How to determine whether the function is one-to-one? Differential Calculus

Determine whether the function f is one-to-one

f(t) is the number of people in line at a movie theater at time t.

• Don't you mean $f(t)$? Do you understand what a one-to-one function is? – Git Gud Sep 25 '13 at 16:39
• Not necessarily one to one. We could have $f(t_0)=17$, and at some later time $t_1$, $f(t_1)=17$. This could happen in a couple of ways: (i) The line has not moved or (ii) It has moved, $3$ people have entered the theatre, but $3$ have joined the end of the line. – André Nicolas Sep 25 '13 at 16:41
• One to one means that you can (in theory) uniquely figure out the input if you know the input. – copper.hat Sep 25 '13 at 17:01

Informally, we can think of a one-to-one function as one that maps distinct elements in the domain to distinct elements in the codomain. Or, in other words, if $f$ maps $a$ and $b$ map to the same thing, then $a=b$.
Formally, a function $f:A \rightarrow B$ is called one-to-one if $f(a)=f(b)$ implies $a=b$. Equivalently, if $a \neq b$, then $f(a) \neq f(b)$.
In this question, we have a function $f:T \rightarrow \mathbb{Z}^{\geq 0}$ defined by $f(t)$ is the number of people in line at a movie theater at time $t$, and $T$ is the set of times for which "time" is defined. The task is to find two distinct times $t_1 \in \mathbb{R}$ and $t_2 \in \mathbb{R}$ for which $f(t_1)=f(t_2)$.

Extracted data:
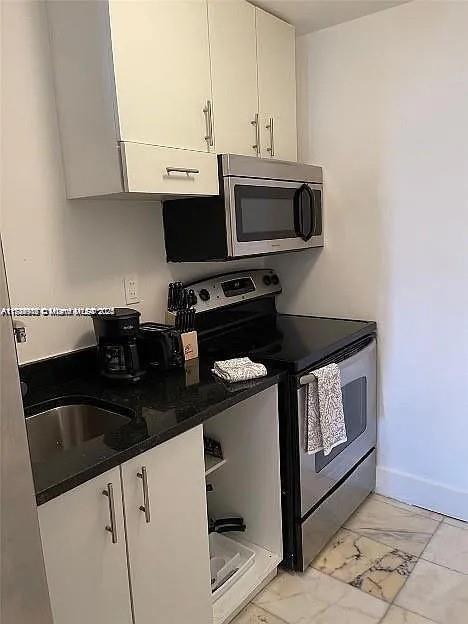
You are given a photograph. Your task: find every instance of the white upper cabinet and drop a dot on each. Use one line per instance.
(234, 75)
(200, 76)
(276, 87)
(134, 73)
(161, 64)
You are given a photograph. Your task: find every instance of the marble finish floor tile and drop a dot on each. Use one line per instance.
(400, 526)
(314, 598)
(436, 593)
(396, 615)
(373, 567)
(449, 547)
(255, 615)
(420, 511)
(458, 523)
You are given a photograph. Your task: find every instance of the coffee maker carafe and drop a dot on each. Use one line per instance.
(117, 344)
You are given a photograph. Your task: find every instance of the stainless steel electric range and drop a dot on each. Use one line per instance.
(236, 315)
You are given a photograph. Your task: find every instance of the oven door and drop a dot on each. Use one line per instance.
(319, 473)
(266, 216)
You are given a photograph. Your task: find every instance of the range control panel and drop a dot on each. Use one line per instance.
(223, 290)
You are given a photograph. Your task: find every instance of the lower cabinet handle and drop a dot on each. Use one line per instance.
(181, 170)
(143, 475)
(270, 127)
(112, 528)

==

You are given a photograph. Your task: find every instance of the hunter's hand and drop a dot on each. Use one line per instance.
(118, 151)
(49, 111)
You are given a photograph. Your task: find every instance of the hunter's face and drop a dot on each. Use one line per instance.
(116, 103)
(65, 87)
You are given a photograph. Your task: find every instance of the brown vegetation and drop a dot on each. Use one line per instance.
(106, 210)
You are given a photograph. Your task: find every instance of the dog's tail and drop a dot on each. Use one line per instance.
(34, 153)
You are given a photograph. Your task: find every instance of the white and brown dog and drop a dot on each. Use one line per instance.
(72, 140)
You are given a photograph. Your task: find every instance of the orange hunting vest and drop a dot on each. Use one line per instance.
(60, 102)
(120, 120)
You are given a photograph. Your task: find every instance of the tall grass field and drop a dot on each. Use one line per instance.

Your goal:
Answer these questions about the one-to-one discussion above:
1. In the comment that calls the function not necessarily one-to-one, how many people are in line at both $t_0$ and $t_1$?
2. Under the formal definition, what must $f(a)=f(b)$ imply for $f$ to be one-to-one?
3. What codomain is given for $f$ in the final paragraph?

Completed task:
1. 17
2. $a=b$
3. $\mathbb{Z}^{\geq 0}$